## EXERCISE REQUIREMENTS
Turn the data below into a JSON list of strings, with one string per line and any blank lines left out.

## PROVIDED ENTRIES

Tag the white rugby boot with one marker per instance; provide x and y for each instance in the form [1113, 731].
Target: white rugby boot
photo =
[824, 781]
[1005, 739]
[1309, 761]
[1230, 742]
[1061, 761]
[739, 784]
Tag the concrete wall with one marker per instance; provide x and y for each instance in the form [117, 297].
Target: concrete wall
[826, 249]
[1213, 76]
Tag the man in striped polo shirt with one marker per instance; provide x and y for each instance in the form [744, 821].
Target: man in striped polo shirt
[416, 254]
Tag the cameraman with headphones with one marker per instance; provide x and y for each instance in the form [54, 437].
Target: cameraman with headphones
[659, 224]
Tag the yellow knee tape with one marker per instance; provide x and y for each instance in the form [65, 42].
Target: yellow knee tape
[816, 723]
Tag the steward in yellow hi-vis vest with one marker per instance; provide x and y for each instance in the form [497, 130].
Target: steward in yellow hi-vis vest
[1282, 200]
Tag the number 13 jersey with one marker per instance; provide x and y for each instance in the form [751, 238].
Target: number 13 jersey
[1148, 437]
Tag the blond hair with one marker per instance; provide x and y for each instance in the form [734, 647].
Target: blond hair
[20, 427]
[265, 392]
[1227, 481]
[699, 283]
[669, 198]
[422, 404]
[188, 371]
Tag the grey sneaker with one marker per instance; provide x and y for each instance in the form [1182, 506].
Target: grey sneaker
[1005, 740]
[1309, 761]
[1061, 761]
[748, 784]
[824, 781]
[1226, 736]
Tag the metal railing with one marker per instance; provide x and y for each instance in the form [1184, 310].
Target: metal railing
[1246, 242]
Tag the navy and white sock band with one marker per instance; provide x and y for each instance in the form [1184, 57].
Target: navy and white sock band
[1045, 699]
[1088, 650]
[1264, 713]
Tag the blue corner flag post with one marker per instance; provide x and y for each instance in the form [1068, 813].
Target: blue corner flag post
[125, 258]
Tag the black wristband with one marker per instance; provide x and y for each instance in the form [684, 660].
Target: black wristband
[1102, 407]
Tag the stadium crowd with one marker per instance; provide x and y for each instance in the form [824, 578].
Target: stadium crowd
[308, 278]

## CORRECT RESULT
[
  "Tag the white rugby boot with one marker per instance; provide x and y for each instance in the form [1113, 731].",
  "Target: white rugby boot",
  "photo =",
  "[824, 781]",
  "[1005, 739]",
  "[1309, 761]",
  "[1230, 742]",
  "[1061, 761]",
  "[739, 784]",
  "Tag the concrete wall with one marker per instance; provide x and y for each instance in the form [117, 297].",
  "Target: concrete wall",
  "[826, 249]",
  "[1213, 76]",
  "Tag the man in striped polo shirt with one marker per instance; provide x and y for each instance in the form [744, 821].",
  "Target: man in striped polo shirt",
  "[416, 254]",
  "Tag the cameraman with headphones with one marker per instance; provide x and y for each instance in the form [54, 437].",
  "Target: cameraman with headphones",
  "[659, 224]",
  "Tag the yellow knee tape with one marker per instance; provide x and y for each instance in the form [65, 42].",
  "Target: yellow knee tape",
  "[816, 723]",
  "Tag the steward in yellow hi-vis vest with one marker per instance; provide x and y for each instance in the form [497, 130].",
  "Target: steward in yellow hi-vis vest",
  "[1282, 200]",
  "Tag the number 13 jersey with one marker per instance; provide x and y for each instance in the form [751, 238].",
  "Target: number 13 jersey",
  "[1148, 437]",
  "Tag the blond hair with one marker per instance; provide x and y for each instance in the form [734, 647].",
  "Target: blond hair",
  "[20, 427]",
  "[265, 392]",
  "[1227, 481]",
  "[699, 283]",
  "[669, 198]",
  "[422, 404]",
  "[188, 371]",
  "Tag the grey sneaker with one marker per instance; provide x and y for each instance in the form [1182, 506].",
  "Target: grey sneaker",
  "[1005, 740]",
  "[1309, 761]",
  "[1061, 761]",
  "[748, 784]",
  "[824, 781]",
  "[1226, 736]",
  "Tag the metal railing with one marker per instance; provide x and y for each instance in the form [1184, 310].",
  "Target: metal railing",
  "[1246, 242]",
  "Tag the navy and white sock band with one marker per instance; provide x and y for each instance in the form [1184, 57].",
  "Target: navy and white sock band",
  "[1045, 699]",
  "[1088, 650]",
  "[1264, 713]",
  "Tag the blue corner flag post with one marker per instance; provide x and y for each instance in the form [1068, 813].",
  "Target: blue corner flag post",
  "[125, 258]",
  "Tag the black wristband with one marker per instance; provide x and y for each instance in the form [684, 660].",
  "Target: black wristband",
  "[1102, 407]",
  "Tag the stadium crowd with one marker per instance; provide x and y for each instance in the form [824, 578].",
  "Target: stadium crowd",
  "[308, 278]"
]